▶ Text section
##############################

Office for Students

Agency overview
- Formed: 1 January 2018
- Preceding agencies: Higher Education Funding Council for England, Office for Fair Access; Universities Funding Council, Polytechnics and Colleges Funding Council (1988–92);
- Type: Non-departmental public body
- Jurisdiction: England
- Headquarters: Bristol; London;
- Employees: 475 (2024/25)
- Minister responsible: Minister of State for Skills;
- Agency executives: Edward Peck, Chair; Ruth Hannant and Polly Payne, Joint Chief Executives;
- Parent department: Department for Education
- Website: www.officeforstudents.org.uk

= Office for Students =

Public body in higher education in England

The Office for Students (OfS) is a non-departmental public body of the Department for Education of the United Kingdom Government. It acts as the regulator and competition authority for the higher education sector in England.

== History ==
The regulator was established by the Higher Education and Research Act 2017, coming into existence on 1 January 2018. It merged the Higher Education Funding Council for England and the Office for Fair Access, and formally inherited their responsibilities, while 'working in the interests of students and prospective students' and having 'a wider remit ... taking charge of the granting of degree awarding powers and university title.' The OfS inherited HEFCE's funding responsibilities (aside from those for research which passed to United Kingdom Research and Innovation), and OFFA's responsibility for promoting fair access to higher education.

##############################

▶ Material
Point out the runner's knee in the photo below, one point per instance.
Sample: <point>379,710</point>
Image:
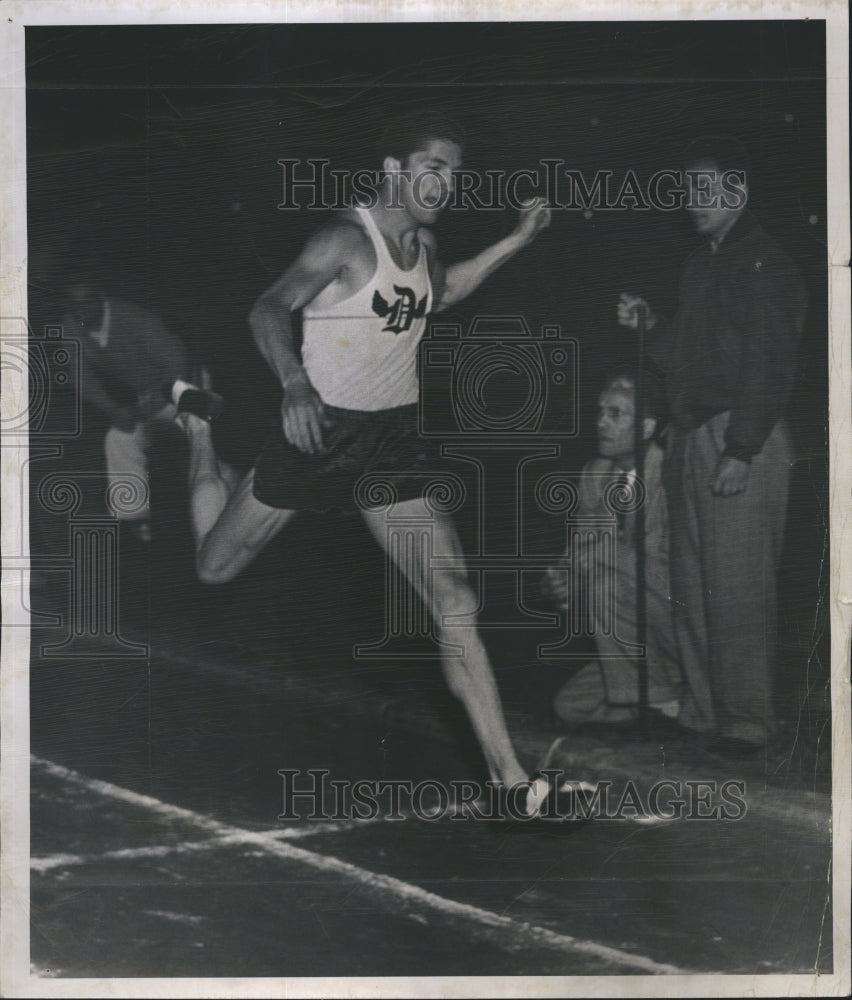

##############################

▶ Task directions
Carry on the article about the Office for Students from the point where it stops. The material was gathered from a different source.

▶ Result of this exercise
The appointment of Toby Young to the board, announced on 1 January 2018, generated controversy over his suitability for the post. As at 8 January 2018, over 200,000 people had signed an online petition protesting his appointment. In response to questioning, Prime Minister Theresa May declared herself comfortable with his appointment, while the Universities minister defended him in the House of Commons. After criticism from leading Tory MPs, Young resigned on that day, claiming he had been turned into a caricature.

In February 2021, James Wharton, Baron Wharton of Yarm, a Conservative peer, was made the chair and his appointment was endorsed by the Education Select Committee. Shadow Education Secretary Kate Green questioned his experience and suitability for the role, calling his appointment "cronyism". Although it is customary for chairs of independent bodies to resign political affiliations during their period of office, Wharton chose not to resign from the Conservative whip. Wharton resigned in July 2024, following Labour's win in the 2024 United Kingdom general election, prior to the end of his term of office.

==Operations and structure==
The OfS website lists its main areas of work as:
1. Helping students to get into and succeed in higher education.
2. Helping students stay informed.
3. Making sure that students get a high-quality education that prepares them for the future.
4. Protecting students’ interests.
It notes that it is not responsible for tuition fees, students loans or other aspects of individual student funding, and that it cannot usually get involved in individual complaints about universities and colleges.

The OfS's other functions include the administration of the Teaching Excellence Framework and the Register of higher education providers. It is responsible both for administering the prevent duty and for ensuring that universities allow freedom of speech for controversial guest speakers.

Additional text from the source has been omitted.